───── Teks Berita
Nusantaraterkini.co, SAMOSIR - Pemerintah Kabupaten Samosir mendukung Kejaksaan Negeri Samosir melaunching aplikasi berbasis website "JAGA DESA" (jagadesa.kejaksaan.go.id).
Launching dilakukan oleh Kajari Samosir Karya Graham Hutagaol didampingi Wakil Bupati Samosir Ariston Tua Sidauruk di Aula AE. Manihuruk, Desa Lumban Suhisuhi Toruan, Kecamatan Pangururan, Senin (24/3/2025).
Aplikasi “JAGA DESA“ (Jaksa Garda Desa) merupakan hasil tindak lanjut kerja sama antara Kejaksaan RI dengan Kementerian Desa dan Pembangunan Daerah Tertinggal RI (Kemendes PDTT), dalam rangka pengawasan terhadap pengelolaan dan penyaluran Dana Desa.
──────────
Perintah:
Lembaga pemerintah apa saja yang disebut dalam teks berita tentang aplikasi JAGA DESA? Sebutkan semuanya. Kerjakan hanya dengan berpegang pada teks berita di atas.
───── Kumpulan Data
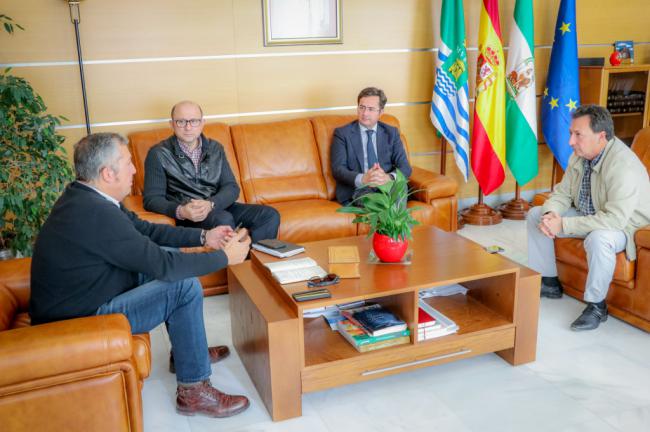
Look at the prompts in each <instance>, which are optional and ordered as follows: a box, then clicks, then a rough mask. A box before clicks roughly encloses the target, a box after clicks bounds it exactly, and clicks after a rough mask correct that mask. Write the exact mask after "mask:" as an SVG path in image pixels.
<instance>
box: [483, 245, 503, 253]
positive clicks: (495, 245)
mask: <svg viewBox="0 0 650 432" xmlns="http://www.w3.org/2000/svg"><path fill="white" fill-rule="evenodd" d="M485 250H486V251H488V253H501V252H503V250H504V249H503V248H502V247H501V246H497V245H492V246H487V247H486V248H485Z"/></svg>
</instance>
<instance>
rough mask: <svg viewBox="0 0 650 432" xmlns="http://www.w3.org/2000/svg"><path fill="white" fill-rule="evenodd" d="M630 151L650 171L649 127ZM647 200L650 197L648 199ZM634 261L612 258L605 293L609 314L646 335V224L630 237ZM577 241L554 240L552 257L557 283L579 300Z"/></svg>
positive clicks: (648, 236)
mask: <svg viewBox="0 0 650 432" xmlns="http://www.w3.org/2000/svg"><path fill="white" fill-rule="evenodd" d="M632 150H633V151H634V152H635V153H636V154H637V156H638V157H639V159H641V161H642V162H643V164H644V165H645V166H646V169H648V171H650V127H647V128H645V129H642V130H641V131H639V132H638V133H637V134H636V136H635V137H634V141H633V143H632ZM548 196H549V193H546V194H538V195H536V196H535V198H534V200H533V204H534V205H542V204H543V203H544V201H545V200H546V199H547V198H548ZM648 199H650V197H648ZM634 241H635V243H636V248H637V259H636V261H628V260H627V258H626V257H625V252H620V253H619V254H617V255H616V269H615V270H614V279H613V281H612V284H611V285H610V287H609V292H608V294H607V307H608V308H609V312H610V313H611V314H612V315H614V316H615V317H618V318H620V319H622V320H623V321H626V322H628V323H630V324H632V325H634V326H636V327H639V328H641V329H643V330H645V331H648V332H650V225H649V226H646V227H643V228H641V229H640V230H638V231H637V232H636V234H635V236H634ZM582 242H583V241H582V240H580V239H570V238H559V239H556V240H555V255H556V262H557V270H558V275H559V278H560V281H561V282H562V285H563V286H564V290H565V292H566V293H567V294H569V295H570V296H572V297H575V298H577V299H579V300H582V298H583V295H584V286H585V282H586V280H587V272H588V268H587V257H586V253H585V249H584V247H583V244H582Z"/></svg>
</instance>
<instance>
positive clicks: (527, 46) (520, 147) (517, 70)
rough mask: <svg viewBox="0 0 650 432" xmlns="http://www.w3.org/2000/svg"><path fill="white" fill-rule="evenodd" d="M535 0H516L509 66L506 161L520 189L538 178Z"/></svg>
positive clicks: (506, 105) (511, 33)
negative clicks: (533, 12)
mask: <svg viewBox="0 0 650 432" xmlns="http://www.w3.org/2000/svg"><path fill="white" fill-rule="evenodd" d="M533 23H534V21H533V0H517V2H516V3H515V13H514V16H513V21H512V26H511V28H510V49H509V50H508V62H507V64H506V90H507V94H506V160H507V162H508V166H509V167H510V171H512V174H513V176H514V177H515V180H517V183H518V184H519V185H521V186H523V185H525V184H526V183H528V182H529V181H530V180H532V179H533V178H534V177H535V176H536V175H537V100H536V97H535V54H534V37H533V35H534V33H535V31H534V24H533Z"/></svg>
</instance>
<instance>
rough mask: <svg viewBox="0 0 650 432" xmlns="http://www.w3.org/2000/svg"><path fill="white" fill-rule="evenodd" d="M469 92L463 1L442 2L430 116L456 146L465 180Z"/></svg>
mask: <svg viewBox="0 0 650 432" xmlns="http://www.w3.org/2000/svg"><path fill="white" fill-rule="evenodd" d="M468 93H469V89H468V86H467V51H466V49H465V16H464V13H463V1H462V0H442V6H441V9H440V46H439V47H438V58H437V60H436V82H435V85H434V87H433V100H432V102H431V113H430V116H431V122H432V123H433V125H434V126H435V128H436V129H438V131H440V133H441V134H442V135H443V136H444V137H445V138H446V139H447V141H448V142H449V143H450V144H451V146H452V147H453V149H454V158H455V159H456V165H458V169H459V170H460V172H461V173H462V174H463V177H465V181H467V175H468V173H469V100H468V96H467V95H468ZM441 157H445V155H441Z"/></svg>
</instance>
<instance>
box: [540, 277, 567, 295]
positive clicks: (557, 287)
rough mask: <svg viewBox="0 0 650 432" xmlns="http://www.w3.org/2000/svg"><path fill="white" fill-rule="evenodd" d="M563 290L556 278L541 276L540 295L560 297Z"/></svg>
mask: <svg viewBox="0 0 650 432" xmlns="http://www.w3.org/2000/svg"><path fill="white" fill-rule="evenodd" d="M563 293H564V290H563V289H562V284H561V283H560V280H559V279H558V278H549V277H543V278H542V291H541V292H540V295H541V296H542V297H546V298H562V294H563Z"/></svg>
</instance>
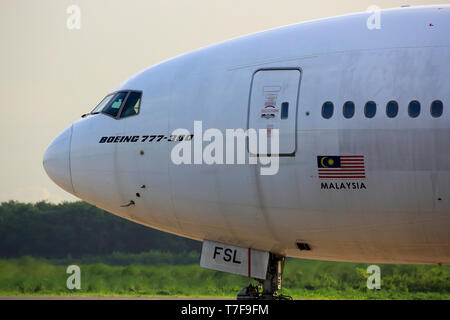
──────────
Hasil Latihan:
- Pemerintah Kabupaten Samosir
- Kejaksaan Negeri Samosir
- Kejaksaan RI
- Kementerian Desa dan Pembangunan Daerah Tertinggal RI (Kemendes PDTT)